> _Aim_:
From the line containing "If you could locate the small" through the last line of the entries below, repeat each line word for word and leave out the rest.

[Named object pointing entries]

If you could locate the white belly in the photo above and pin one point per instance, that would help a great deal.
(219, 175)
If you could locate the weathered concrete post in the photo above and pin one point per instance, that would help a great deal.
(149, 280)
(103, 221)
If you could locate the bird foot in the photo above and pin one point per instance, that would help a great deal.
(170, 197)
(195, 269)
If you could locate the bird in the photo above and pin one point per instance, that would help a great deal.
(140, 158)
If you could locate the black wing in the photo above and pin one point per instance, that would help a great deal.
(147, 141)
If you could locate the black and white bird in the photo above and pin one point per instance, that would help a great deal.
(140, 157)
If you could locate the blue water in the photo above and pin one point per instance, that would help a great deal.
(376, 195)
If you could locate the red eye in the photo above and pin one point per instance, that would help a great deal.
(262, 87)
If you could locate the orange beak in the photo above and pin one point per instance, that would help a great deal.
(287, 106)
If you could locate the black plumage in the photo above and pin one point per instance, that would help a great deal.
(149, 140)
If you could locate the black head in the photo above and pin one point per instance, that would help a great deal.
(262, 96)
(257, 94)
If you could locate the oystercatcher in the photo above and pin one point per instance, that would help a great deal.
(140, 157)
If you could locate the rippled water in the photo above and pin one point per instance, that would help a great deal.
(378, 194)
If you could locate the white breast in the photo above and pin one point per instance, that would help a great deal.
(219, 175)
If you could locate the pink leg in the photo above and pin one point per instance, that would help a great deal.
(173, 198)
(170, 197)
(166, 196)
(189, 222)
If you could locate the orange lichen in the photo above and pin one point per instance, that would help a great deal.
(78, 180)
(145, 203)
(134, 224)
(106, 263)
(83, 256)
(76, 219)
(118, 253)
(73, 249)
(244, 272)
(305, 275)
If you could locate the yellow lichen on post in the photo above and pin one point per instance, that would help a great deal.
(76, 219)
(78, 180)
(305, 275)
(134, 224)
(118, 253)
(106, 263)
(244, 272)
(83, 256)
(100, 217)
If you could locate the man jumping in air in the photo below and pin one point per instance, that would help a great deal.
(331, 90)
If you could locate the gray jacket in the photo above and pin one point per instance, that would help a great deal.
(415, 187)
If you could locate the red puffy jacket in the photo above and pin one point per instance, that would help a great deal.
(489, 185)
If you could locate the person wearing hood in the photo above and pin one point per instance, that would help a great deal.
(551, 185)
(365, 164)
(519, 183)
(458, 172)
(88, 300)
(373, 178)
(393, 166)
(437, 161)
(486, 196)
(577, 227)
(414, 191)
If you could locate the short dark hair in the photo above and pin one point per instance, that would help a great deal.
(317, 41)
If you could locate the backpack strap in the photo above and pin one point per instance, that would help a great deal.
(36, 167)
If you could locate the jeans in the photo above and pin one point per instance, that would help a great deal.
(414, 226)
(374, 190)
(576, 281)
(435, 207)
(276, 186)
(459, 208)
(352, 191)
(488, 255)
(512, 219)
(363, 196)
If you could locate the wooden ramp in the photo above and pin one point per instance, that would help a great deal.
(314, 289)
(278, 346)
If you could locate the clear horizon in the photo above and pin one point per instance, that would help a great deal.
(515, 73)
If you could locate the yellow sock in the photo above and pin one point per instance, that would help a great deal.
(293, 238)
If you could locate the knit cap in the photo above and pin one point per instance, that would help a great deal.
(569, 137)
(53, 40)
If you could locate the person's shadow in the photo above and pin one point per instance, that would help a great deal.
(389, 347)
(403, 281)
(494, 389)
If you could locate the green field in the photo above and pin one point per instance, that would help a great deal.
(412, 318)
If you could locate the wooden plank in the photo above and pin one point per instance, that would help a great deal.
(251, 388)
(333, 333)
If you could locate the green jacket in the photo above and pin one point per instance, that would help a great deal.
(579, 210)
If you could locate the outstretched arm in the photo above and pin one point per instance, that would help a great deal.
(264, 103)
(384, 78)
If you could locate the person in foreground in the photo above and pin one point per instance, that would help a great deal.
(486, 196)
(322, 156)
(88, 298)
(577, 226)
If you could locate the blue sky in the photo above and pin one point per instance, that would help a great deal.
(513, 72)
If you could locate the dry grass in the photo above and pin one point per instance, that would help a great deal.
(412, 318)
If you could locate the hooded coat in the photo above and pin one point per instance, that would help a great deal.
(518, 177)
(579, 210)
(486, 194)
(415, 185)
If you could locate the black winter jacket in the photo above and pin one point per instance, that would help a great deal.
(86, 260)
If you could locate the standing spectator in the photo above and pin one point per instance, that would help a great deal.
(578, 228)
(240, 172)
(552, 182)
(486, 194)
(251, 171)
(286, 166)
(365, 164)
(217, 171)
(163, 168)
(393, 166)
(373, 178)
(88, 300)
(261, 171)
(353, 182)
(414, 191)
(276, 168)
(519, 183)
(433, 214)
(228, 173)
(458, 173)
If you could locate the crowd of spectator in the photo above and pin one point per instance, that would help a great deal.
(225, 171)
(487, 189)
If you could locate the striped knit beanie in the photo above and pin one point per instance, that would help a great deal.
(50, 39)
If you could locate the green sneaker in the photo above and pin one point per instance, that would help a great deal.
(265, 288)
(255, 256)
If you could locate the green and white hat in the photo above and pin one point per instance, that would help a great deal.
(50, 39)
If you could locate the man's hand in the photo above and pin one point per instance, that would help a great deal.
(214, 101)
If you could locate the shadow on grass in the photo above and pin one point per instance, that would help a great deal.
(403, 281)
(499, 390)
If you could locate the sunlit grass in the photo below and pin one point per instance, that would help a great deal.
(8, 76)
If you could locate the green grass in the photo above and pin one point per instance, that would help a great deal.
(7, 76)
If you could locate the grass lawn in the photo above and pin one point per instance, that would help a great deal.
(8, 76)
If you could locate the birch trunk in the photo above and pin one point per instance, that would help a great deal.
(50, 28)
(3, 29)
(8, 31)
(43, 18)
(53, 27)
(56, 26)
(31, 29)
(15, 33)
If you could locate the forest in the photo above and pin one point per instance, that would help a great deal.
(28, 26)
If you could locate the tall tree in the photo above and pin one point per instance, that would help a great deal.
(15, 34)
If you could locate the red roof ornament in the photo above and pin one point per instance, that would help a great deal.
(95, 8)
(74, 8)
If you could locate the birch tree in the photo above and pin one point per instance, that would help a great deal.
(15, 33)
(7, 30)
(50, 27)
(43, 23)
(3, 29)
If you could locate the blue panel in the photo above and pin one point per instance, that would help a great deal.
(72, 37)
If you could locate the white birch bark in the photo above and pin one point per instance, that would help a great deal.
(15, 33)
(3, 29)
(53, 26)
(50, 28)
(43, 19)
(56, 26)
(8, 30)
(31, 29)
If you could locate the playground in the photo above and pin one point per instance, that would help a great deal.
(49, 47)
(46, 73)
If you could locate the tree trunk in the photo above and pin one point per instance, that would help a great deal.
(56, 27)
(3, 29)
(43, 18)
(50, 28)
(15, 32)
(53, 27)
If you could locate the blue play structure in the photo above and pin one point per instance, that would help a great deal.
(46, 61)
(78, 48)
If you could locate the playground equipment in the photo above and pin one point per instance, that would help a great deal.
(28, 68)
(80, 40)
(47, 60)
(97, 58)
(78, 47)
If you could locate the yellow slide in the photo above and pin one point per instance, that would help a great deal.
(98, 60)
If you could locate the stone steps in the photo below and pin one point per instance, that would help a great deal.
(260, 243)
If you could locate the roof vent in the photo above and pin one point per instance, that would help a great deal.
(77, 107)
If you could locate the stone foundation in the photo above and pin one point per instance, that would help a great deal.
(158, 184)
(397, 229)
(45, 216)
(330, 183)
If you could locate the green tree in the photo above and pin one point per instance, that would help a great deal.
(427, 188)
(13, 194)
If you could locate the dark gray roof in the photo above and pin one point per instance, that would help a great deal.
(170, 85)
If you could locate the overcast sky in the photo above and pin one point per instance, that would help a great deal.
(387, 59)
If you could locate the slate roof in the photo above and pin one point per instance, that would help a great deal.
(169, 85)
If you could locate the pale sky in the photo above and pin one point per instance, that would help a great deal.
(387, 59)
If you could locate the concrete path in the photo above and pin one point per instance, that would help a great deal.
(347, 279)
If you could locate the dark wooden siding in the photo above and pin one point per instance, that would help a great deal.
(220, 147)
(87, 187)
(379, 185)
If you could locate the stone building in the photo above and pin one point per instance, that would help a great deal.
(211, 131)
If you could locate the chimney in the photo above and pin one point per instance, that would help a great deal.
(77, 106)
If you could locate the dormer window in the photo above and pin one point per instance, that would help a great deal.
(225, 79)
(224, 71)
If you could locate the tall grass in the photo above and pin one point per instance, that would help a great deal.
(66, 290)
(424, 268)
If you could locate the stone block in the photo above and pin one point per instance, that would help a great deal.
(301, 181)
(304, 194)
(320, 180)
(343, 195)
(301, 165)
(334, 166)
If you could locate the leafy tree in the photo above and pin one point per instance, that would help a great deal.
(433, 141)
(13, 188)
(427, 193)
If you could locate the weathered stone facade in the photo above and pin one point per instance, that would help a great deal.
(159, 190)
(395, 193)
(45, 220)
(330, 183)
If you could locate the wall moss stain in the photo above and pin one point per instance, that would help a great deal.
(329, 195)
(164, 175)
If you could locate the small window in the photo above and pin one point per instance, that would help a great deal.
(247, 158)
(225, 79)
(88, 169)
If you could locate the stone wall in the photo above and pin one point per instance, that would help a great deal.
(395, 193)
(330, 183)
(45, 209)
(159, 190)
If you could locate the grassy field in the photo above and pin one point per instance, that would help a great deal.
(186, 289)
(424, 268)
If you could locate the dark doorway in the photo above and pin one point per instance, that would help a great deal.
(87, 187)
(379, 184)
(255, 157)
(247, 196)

> _Complete response_:
If you could locate the small window in the photo above and pin one point per instance, that would help a great deal.
(247, 158)
(225, 79)
(88, 169)
If you could locate the stone wall in the photo above and pin one point per instance, that would help a great deal.
(395, 193)
(330, 183)
(45, 209)
(159, 190)
If you could locate the grassy field in the photo above and pin one point per instance, that would help a great deal.
(186, 289)
(424, 268)
If you could locate the dark doorway in the photo above and pin one point per instance, that would help a great deal.
(87, 187)
(379, 184)
(255, 157)
(247, 196)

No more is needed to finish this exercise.